Repeat the whole listing below, word for word.

[Labeled-object pointing entries]
* BEGIN *
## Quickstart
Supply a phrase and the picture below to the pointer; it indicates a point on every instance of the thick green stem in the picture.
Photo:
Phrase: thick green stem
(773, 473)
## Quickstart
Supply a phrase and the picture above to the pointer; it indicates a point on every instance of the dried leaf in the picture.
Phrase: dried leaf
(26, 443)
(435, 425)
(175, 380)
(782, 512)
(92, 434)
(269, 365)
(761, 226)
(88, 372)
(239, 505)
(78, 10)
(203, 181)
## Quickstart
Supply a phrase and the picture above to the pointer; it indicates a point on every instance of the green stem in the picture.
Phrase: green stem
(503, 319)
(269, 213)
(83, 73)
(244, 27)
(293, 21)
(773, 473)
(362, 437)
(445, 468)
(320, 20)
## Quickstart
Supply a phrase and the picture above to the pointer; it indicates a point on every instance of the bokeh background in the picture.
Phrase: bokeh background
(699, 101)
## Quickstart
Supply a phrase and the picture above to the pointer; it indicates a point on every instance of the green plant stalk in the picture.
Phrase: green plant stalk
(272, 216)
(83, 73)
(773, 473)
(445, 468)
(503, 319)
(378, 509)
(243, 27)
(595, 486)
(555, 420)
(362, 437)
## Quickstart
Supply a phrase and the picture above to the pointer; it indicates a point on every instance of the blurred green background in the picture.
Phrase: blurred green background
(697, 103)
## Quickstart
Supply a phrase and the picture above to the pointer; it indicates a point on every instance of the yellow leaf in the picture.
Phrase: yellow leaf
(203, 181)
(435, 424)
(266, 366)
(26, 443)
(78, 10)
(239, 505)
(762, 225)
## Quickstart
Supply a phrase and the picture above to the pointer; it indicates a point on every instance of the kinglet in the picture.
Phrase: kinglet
* END *
* _Answer to the exercise_:
## Quickstart
Supply a phrase and the picture below to the pointer; it indicates a point on every instance of the thick green stem in the picture.
Photo:
Phrase: thick green stem
(773, 473)
## Quickstart
Supply a phrase and the picture above to the pointer; it indicates a point on every instance of the dried leaf in the picture.
Phrase: dried leaf
(26, 443)
(435, 425)
(175, 380)
(782, 512)
(92, 434)
(269, 365)
(761, 226)
(88, 372)
(239, 505)
(78, 10)
(203, 181)
## Quickstart
Supply a phrase and the picture above to the pointer; it indicates a point on every instance of the green stem in the picture.
Phrase: green stem
(503, 319)
(269, 213)
(83, 73)
(244, 27)
(293, 21)
(773, 473)
(362, 437)
(445, 468)
(320, 20)
## Quickstart
Supply a phrase and the picture above to the pointer; it indicates a point on every instance of the bokeh background in the picture.
Phrase: bokeh background
(699, 101)
## Quickstart
Supply a phrase and the picture above to the pointer; it indicates a point on every instance of the green plant stalk in the picture.
Phrase: green plant stalk
(272, 216)
(83, 73)
(773, 473)
(445, 468)
(503, 319)
(378, 509)
(243, 27)
(595, 486)
(555, 420)
(362, 437)
## Quickstart
Supply a phrase and the picture above to the pointer; it indicates a point on every instance of the blurred green background in the picture.
Phrase: blurred green background
(697, 103)
## Quickstart
Supply a phrase and the picture above to the pointer; it indicates a point on every instance of the yellow leaf in the picture.
Phrase: yellow leaf
(203, 181)
(435, 424)
(266, 366)
(26, 443)
(78, 10)
(239, 505)
(762, 225)
## Quickstart
Supply a phrase and the picture above to the pointer; it indicates a point on every instance of the kinglet in the picture.
Phrase: kinglet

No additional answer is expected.